TASK
Update the listing below by changing every "instance" to "occurrence" and keeping everything else the same. Leave the pictures out of your version.

EXERCISE INPUT
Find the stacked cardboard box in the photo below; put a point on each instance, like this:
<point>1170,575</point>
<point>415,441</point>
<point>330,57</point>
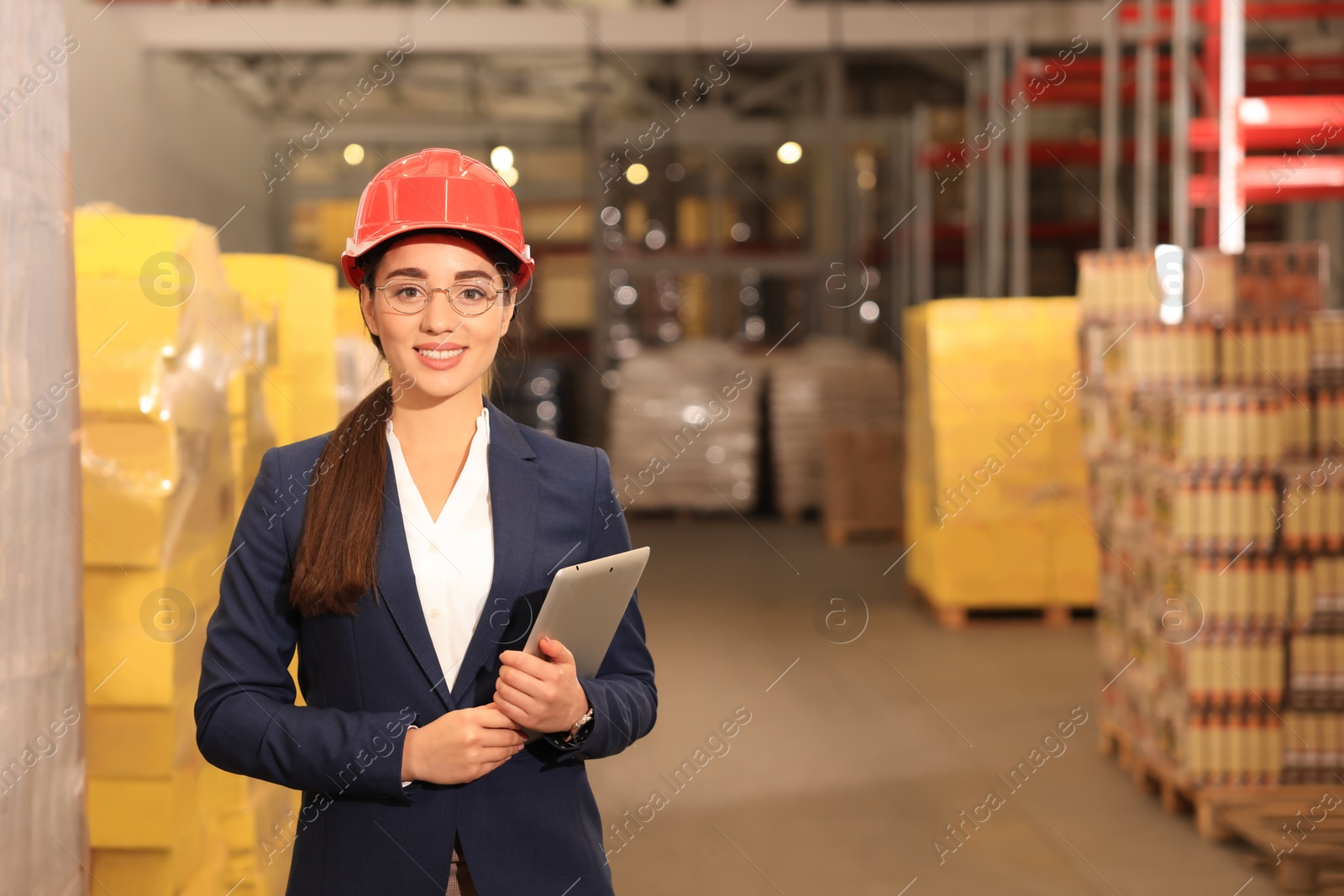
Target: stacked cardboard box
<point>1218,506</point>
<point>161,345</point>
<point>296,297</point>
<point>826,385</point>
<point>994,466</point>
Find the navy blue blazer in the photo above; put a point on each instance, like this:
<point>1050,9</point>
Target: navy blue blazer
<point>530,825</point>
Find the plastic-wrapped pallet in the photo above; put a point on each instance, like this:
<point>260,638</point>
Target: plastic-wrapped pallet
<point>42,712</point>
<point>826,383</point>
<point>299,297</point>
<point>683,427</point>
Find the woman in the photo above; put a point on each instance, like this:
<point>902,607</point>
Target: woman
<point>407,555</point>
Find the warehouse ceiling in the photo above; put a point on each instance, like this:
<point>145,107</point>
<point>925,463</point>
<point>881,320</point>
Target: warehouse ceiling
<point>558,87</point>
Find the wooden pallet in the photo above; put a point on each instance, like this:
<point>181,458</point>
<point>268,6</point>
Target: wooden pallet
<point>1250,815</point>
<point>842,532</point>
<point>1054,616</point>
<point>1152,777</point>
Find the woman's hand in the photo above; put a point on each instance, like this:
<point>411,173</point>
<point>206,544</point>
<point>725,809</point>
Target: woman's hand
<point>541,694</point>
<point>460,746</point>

ANSWER TO THE PROBLEM
Find the stacked cardboard box in the photo below; put a point on each occurrence, like this:
<point>1170,575</point>
<point>415,441</point>
<point>330,57</point>
Target: stacked cardboard box
<point>1218,506</point>
<point>161,345</point>
<point>296,297</point>
<point>826,385</point>
<point>994,466</point>
Find the navy blue blazer in the photo above; put a point on each occurrence, like this:
<point>1050,9</point>
Target: navy blue blazer
<point>530,825</point>
Find the plastic-wrapped pallet in the photo above; put a point on each occurrence, like this:
<point>260,638</point>
Target: plastic-wrapped pallet
<point>42,712</point>
<point>826,383</point>
<point>299,297</point>
<point>683,427</point>
Find the woman in the photo above; put a point on each occurrence, like this:
<point>902,607</point>
Target: woman
<point>407,555</point>
Find the warehouse ceiling in the photo above; put a point on each occurrence, like this:
<point>145,107</point>
<point>925,463</point>
<point>881,320</point>
Target: warehouse ceiling
<point>558,87</point>
Find the wooden pallet in the photo above; put a point on each occurrence, like this:
<point>181,458</point>
<point>268,6</point>
Target: wooden pallet
<point>1250,815</point>
<point>842,532</point>
<point>1054,616</point>
<point>1152,777</point>
Find the woman's hand in the photo above; put a point on each occurrence, like this:
<point>411,173</point>
<point>206,544</point>
<point>725,809</point>
Target: woman's hand
<point>541,694</point>
<point>460,746</point>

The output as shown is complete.